# Task details:
Print the listing below in its entirety, character for character.

(Data shown)

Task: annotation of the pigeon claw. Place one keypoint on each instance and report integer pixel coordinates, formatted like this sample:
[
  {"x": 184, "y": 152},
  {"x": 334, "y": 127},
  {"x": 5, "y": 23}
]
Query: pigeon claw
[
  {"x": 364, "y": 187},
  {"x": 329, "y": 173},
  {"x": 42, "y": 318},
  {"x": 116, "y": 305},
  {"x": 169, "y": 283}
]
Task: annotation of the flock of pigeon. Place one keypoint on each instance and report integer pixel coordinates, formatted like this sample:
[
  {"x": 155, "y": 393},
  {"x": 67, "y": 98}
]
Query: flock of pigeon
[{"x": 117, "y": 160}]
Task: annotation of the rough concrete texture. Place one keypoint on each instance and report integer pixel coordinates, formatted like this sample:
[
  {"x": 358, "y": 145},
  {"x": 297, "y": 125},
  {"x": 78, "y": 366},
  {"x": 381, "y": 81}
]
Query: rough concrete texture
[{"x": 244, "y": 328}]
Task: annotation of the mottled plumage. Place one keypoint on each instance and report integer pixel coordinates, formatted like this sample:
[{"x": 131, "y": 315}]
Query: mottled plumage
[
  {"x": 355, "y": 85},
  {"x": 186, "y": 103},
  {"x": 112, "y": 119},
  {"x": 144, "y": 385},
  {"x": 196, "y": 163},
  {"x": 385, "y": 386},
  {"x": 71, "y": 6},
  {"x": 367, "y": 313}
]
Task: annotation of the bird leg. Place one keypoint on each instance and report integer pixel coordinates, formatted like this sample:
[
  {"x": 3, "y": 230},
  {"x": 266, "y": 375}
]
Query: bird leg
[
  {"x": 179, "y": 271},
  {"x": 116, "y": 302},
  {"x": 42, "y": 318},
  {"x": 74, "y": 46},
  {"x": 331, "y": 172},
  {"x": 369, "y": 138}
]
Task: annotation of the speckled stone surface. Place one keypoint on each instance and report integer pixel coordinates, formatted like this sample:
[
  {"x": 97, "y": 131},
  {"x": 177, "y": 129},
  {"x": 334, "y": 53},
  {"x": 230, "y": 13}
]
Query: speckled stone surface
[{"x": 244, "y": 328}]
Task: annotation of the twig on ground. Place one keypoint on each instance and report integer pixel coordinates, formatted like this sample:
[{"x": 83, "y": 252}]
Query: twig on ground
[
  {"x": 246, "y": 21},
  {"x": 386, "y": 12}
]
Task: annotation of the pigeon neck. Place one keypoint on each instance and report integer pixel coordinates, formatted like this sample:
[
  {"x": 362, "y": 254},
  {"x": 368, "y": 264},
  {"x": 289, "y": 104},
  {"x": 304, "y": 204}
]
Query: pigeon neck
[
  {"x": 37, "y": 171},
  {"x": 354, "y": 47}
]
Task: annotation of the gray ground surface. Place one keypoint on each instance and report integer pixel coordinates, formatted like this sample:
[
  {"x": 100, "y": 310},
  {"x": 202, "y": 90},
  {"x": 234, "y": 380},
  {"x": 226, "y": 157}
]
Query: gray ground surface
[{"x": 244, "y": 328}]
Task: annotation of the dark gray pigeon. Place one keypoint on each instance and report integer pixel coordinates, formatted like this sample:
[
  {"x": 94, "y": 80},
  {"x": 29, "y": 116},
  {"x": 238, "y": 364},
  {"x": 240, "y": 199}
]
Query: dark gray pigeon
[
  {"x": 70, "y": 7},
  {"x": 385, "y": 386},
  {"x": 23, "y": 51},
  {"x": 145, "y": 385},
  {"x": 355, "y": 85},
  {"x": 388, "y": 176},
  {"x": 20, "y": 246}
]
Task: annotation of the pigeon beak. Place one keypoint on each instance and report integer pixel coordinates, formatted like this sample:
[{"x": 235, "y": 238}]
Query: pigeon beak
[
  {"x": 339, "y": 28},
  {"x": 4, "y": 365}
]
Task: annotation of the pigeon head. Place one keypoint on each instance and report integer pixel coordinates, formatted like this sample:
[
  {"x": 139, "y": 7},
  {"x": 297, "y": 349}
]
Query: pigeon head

(End Data shown)

# Result for this exercise:
Task: annotation of the pigeon claw. Place one keypoint on each instance and report integer pixel coordinates, formatted like this sample:
[
  {"x": 184, "y": 152},
  {"x": 334, "y": 127},
  {"x": 5, "y": 23}
]
Query: pigeon claw
[
  {"x": 364, "y": 187},
  {"x": 329, "y": 173},
  {"x": 42, "y": 318},
  {"x": 116, "y": 305},
  {"x": 169, "y": 283}
]
Task: annotation of the flock of pigeon. Place one keypoint on each instance and report integer pixel coordinates, formatted like this sample:
[
  {"x": 155, "y": 393},
  {"x": 67, "y": 98}
]
Query: flock of pigeon
[{"x": 117, "y": 160}]
Task: annotation of the rough concrete texture. Place one keypoint on each instance and report integer pixel coordinates, formatted like this sample:
[
  {"x": 358, "y": 145},
  {"x": 297, "y": 125},
  {"x": 78, "y": 366},
  {"x": 381, "y": 81}
]
Query: rough concrete texture
[{"x": 244, "y": 328}]
Task: annotation of the mottled plumage. Place one keypoint on each instance and report integer pixel coordinates, formatted like this sample:
[{"x": 131, "y": 315}]
Query: mottled plumage
[
  {"x": 355, "y": 85},
  {"x": 186, "y": 103},
  {"x": 112, "y": 119},
  {"x": 144, "y": 385},
  {"x": 196, "y": 163},
  {"x": 385, "y": 386},
  {"x": 71, "y": 6},
  {"x": 367, "y": 313}
]
Task: annotation of the bird leg. Place one keypoint on each instance and report integer pixel coordinates, formatted like this sample:
[
  {"x": 3, "y": 230},
  {"x": 266, "y": 375}
]
Query: bird leg
[
  {"x": 179, "y": 271},
  {"x": 116, "y": 302},
  {"x": 42, "y": 318},
  {"x": 74, "y": 46},
  {"x": 331, "y": 172},
  {"x": 369, "y": 138}
]
Task: annotation of the speckled stone surface. Place one keypoint on each instance and report integer pixel coordinates, formatted like this sample:
[
  {"x": 97, "y": 131},
  {"x": 177, "y": 129},
  {"x": 334, "y": 53},
  {"x": 230, "y": 13}
]
Query: speckled stone surface
[{"x": 244, "y": 328}]
Task: annotation of the twig on ground. Place one keypoint on each instance and report integer pixel coordinates, formatted like this sample:
[{"x": 83, "y": 252}]
Query: twig on ground
[
  {"x": 246, "y": 21},
  {"x": 386, "y": 12}
]
Task: annotation of the pigeon neck. Place one keypoint on each instance and report integer pixel coordinates, formatted like this sample:
[
  {"x": 362, "y": 254},
  {"x": 368, "y": 264},
  {"x": 289, "y": 104},
  {"x": 304, "y": 204}
]
Query: pigeon neck
[
  {"x": 37, "y": 171},
  {"x": 354, "y": 47}
]
Task: annotation of the gray ground surface. Place one keypoint on each instance and report integer pixel coordinates, formatted like this sample:
[
  {"x": 100, "y": 310},
  {"x": 202, "y": 90},
  {"x": 234, "y": 380},
  {"x": 226, "y": 157}
]
Query: gray ground surface
[{"x": 244, "y": 328}]
Task: annotation of the dark gray pigeon. Place one keypoint on each instance and report integer pixel coordinates, formatted like this sample:
[
  {"x": 94, "y": 80},
  {"x": 29, "y": 116},
  {"x": 238, "y": 364},
  {"x": 240, "y": 199}
]
Query: dark gray pigeon
[
  {"x": 70, "y": 7},
  {"x": 385, "y": 386},
  {"x": 23, "y": 51},
  {"x": 145, "y": 385},
  {"x": 355, "y": 85},
  {"x": 388, "y": 176},
  {"x": 20, "y": 246}
]
Task: annotation of the pigeon beak. Place one keypoint on each instance and report integer pixel coordinates, formatted like this sample:
[{"x": 235, "y": 238}]
Query: pigeon beak
[
  {"x": 339, "y": 28},
  {"x": 4, "y": 365}
]
Task: annotation of the pigeon head. Place one keypoint on each instance and report integer pixel coordinates, formatted like this sample:
[
  {"x": 139, "y": 7},
  {"x": 297, "y": 349}
]
Query: pigeon head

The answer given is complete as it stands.